_WHAT IS ASKED_
Reproduce the entries in full, with no changes.

_EXERCISE MATERIALS_
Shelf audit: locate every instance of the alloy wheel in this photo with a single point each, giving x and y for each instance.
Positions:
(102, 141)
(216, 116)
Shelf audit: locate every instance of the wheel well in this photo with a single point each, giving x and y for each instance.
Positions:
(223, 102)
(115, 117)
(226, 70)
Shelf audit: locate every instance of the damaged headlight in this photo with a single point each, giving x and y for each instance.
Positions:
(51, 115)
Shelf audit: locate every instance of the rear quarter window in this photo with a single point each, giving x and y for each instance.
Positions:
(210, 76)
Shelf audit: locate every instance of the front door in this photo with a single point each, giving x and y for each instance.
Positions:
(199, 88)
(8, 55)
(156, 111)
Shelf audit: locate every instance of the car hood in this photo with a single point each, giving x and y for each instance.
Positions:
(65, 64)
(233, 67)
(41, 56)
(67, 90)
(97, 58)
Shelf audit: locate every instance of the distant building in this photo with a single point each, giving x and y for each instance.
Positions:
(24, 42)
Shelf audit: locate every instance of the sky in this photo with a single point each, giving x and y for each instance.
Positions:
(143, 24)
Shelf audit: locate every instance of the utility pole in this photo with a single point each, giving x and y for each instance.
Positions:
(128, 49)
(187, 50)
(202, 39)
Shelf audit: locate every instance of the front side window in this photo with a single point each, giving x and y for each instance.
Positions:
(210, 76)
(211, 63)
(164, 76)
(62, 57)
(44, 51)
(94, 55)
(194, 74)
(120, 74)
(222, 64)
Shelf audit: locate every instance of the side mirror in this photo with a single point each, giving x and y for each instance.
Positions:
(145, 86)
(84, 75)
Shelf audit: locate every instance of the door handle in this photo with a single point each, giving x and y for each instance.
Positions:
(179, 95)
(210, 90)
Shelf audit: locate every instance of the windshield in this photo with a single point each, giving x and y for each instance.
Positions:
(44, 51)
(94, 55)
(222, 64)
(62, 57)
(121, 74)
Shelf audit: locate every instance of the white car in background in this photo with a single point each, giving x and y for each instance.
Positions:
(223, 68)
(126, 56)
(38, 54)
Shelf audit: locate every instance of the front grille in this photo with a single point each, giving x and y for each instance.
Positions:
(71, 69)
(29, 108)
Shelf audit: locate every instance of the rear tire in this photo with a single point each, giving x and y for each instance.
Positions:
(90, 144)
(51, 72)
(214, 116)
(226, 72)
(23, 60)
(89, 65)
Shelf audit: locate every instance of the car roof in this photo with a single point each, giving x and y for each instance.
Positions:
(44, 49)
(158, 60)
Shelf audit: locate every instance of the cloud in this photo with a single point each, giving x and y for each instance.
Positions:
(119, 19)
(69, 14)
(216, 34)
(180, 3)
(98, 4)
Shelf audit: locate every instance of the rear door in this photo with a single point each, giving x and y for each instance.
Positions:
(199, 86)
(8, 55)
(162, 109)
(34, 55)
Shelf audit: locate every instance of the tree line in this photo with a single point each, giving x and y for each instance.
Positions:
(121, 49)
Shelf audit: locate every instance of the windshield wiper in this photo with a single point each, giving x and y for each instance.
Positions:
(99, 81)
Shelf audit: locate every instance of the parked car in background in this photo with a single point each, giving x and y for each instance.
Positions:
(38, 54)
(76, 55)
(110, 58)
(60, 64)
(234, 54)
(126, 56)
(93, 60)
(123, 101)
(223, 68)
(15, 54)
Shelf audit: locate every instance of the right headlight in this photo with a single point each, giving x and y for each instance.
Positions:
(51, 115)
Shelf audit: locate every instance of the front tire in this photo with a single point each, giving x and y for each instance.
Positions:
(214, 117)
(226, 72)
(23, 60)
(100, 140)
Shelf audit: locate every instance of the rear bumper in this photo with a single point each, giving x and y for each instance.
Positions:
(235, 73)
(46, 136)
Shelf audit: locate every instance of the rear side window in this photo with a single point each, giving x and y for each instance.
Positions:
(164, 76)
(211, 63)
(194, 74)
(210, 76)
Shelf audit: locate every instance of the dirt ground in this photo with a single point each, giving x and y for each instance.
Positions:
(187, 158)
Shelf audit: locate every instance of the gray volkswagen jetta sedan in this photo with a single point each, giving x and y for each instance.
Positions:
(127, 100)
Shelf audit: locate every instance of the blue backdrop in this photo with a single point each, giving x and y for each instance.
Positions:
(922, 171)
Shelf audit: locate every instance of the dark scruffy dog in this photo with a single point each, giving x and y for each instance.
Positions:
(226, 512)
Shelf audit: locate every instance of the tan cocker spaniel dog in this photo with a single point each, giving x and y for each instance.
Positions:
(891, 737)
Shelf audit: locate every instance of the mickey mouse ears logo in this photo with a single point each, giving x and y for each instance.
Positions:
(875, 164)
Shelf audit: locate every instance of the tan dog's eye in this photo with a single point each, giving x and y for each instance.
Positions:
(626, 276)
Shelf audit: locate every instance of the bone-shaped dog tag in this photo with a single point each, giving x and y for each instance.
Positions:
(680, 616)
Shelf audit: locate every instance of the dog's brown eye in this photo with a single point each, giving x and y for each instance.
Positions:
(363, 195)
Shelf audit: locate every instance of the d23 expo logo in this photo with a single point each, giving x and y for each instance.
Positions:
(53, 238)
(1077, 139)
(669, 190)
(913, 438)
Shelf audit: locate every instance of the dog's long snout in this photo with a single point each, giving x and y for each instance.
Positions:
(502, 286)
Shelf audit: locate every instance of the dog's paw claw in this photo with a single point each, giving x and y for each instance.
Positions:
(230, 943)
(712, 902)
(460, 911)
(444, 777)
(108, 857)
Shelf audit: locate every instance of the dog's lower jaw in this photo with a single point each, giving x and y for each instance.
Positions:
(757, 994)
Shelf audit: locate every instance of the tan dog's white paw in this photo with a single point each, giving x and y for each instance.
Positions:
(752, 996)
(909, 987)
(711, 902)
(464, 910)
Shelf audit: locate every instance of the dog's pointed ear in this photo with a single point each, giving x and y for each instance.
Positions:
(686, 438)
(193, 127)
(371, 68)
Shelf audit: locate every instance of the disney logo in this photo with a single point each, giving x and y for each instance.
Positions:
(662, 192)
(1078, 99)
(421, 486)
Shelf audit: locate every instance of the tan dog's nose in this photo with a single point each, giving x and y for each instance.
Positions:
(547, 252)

_EXPECTED ANSWER_
Shelf audit: locate every instance of the alloy wheel in this photo with a single point each, giving x and y for each instance.
Positions:
(102, 141)
(216, 116)
Shelf audit: locate every instance of the wheel well in this photo with a single point each, giving x and y for each instance.
Positions:
(223, 102)
(115, 117)
(226, 70)
Shelf audit: locate every instance of the damaged headlight in this photo with a single point each, giving x and y for each instance.
Positions:
(51, 115)
Shelf audit: locate every instance of the rear quarter window in this photo with a single point each, giving x and y for each instance.
Positions:
(210, 76)
Shelf audit: locate every instance of the front door in this photo with a single point each, giving x and y for each instance.
Positions:
(199, 88)
(8, 55)
(156, 111)
Shelf audit: locate every instance of the car hood in this photo with a single point each, giving x and y for each instance.
Positions:
(65, 64)
(233, 67)
(41, 56)
(67, 90)
(97, 58)
Shelf audit: locate every instance of the distant building in this photo with a single point each, giving x and y for each instance.
Positions:
(24, 42)
Shelf audit: locate every instance of the sky in this photo with a single point each, giving x and y for each instance.
Positions:
(143, 24)
Shelf audit: locate every instance of the utility pole in this photo with a single point each, giving x and y for each instance.
Positions:
(128, 49)
(187, 50)
(202, 39)
Shelf audit: locate every instance of the front side window in this photo with a single point each, giving x and y for each instance.
Positions:
(210, 76)
(211, 63)
(164, 76)
(62, 57)
(44, 51)
(94, 55)
(194, 74)
(120, 74)
(222, 64)
Shelf audit: locate every instance of the side mirror in this photo with a single point each, giving x and y for each instance.
Positions:
(145, 86)
(84, 75)
Shelf audit: locate every instance of the door handle in this photo with a single point each, giving x and y for each instance.
Positions:
(179, 95)
(210, 90)
Shelf audit: locate every instance of the windshield in this photo with a single point each, giving x and y for each instance.
Positions:
(44, 51)
(94, 55)
(222, 64)
(62, 57)
(121, 74)
Shelf audit: locate every instance of the white car in background in this photo with a single point each, giving x and y for each instance.
Positions:
(223, 68)
(126, 56)
(38, 54)
Shelf audit: locate every instance of the front grille in this photo with a single point each, giving x and y for each instance.
Positions:
(71, 69)
(29, 108)
Shelf audit: locate every instance of the rear tire in this photo with a single point each, giving x and y for each instance.
Positions:
(90, 144)
(51, 72)
(214, 116)
(226, 72)
(23, 60)
(89, 65)
Shelf audit: locate every instance of the car roof in this photo with a single point each, giving x and y for each instance.
Positions:
(44, 49)
(158, 60)
Shelf audit: locate every instance of the cloud in this photo with a single point each, giving x and y for each instance.
Positions:
(119, 19)
(69, 14)
(216, 34)
(180, 3)
(98, 4)
Shelf audit: locate every instance of the rear door in this photo with a single point each, giving x and y for each instance.
Positions:
(199, 86)
(8, 55)
(162, 109)
(34, 55)
Shelf audit: locate every instance of the tree line in this photo with a single point each, giving x and y for each instance.
Positions:
(121, 49)
Shelf audit: locate every instance of the windshield wiper in this photo with a single point each, giving x and y for each instance.
Positions:
(99, 81)
Shelf audit: locate every instance of the parked car in background in this photo with a single point each, giving x and y for each instance.
Positions:
(38, 54)
(76, 55)
(110, 58)
(60, 64)
(234, 54)
(126, 56)
(93, 60)
(123, 101)
(223, 68)
(15, 54)
Shelf audit: locate every instance of the right headlight in this photo with a single point each, giving x and y for each instance.
Positions:
(51, 115)
Shelf audit: locate every instance of the front tire in this photo with a single point each, giving x and y for each instance.
Positions:
(214, 117)
(226, 72)
(23, 60)
(100, 140)
Shelf audit: locate every instance of the rear bumper in this photo with a single point each, giving x and y for each instance.
Positions:
(235, 73)
(46, 136)
Shelf audit: locate every instance of the rear side window in this photo with a single point each, giving x and y for each instance.
Positions:
(164, 76)
(211, 63)
(194, 74)
(210, 76)
Shelf audit: locate every instance of the dirt ground in this photo with a single point each, giving x and y for each instance.
Positions:
(187, 158)
Shelf audit: locate every instance of the gray volkswagen jetta sedan in this photo with a single point each, giving x and y for each instance.
Positions:
(127, 100)
Shelf audit: locate every instance of the blue backdrop in this photo with a single point each, giving x and y for each instance.
Positions:
(922, 171)
Shelf audit: locate every instance of the dark scruffy dog in this photo with a single point each, giving x and y for each instance.
Positions:
(226, 512)
Shelf audit: locate every instance of the tan cocker spaniel dog in this photo with a single point each, giving x and y for each instance.
Positions:
(891, 737)
Shelf audit: locate every instance of the mickey mouse ears logo in this photo with a single point each, giving x and y for each instance.
Positions:
(875, 164)
Shelf audit: locate every instance of the tan dog's eye in this photo with a single point each, giving x and y for each instance.
Positions:
(626, 276)
Shelf audit: locate every instance of the bone-shaped dog tag in this photo with a single point each, giving x and y for each instance.
Positions:
(680, 616)
Shelf audit: locate every instance of the dog's brown eye in this photo with a single point each, giving x and y for each instance.
Positions:
(363, 195)
Shelf audit: locate every instance of the d23 expo logo in this photo with a single point each, giving x and y for each instance.
Positions:
(53, 238)
(1077, 139)
(669, 190)
(913, 438)
Shelf audit: locate every instance of the dog's long snout in this photo with a single point each, giving x and y for each instance.
Positions:
(502, 286)
Shelf audit: locate every instance of the dog's paw claw in this photo with a single point each, giving x and y for each instance.
Positions:
(230, 943)
(712, 902)
(460, 911)
(444, 777)
(108, 857)
Shelf audit: locate every instance of the dog's lower jaw in this photo with a single point each, giving x and y for each instance.
Positions:
(757, 994)
Shelf audit: locate every instance of the tan dog's white paw in this photo with a single point each, giving x and y for each instance.
Positions:
(752, 996)
(909, 987)
(711, 902)
(464, 910)
Shelf audit: locate every instance of the dog's pointed ear in this photo with a single point each, giving x and y for each instance.
Positions:
(686, 438)
(193, 127)
(371, 68)
Shelf audit: locate every instance of the disney logo in this photo with a single point each, giving x and y for each instance.
Positions:
(662, 192)
(1078, 99)
(421, 486)
Shelf audit: locate every instance of the tan dog's nose in this photo with a single point each, giving x and y for each instance.
Positions:
(547, 252)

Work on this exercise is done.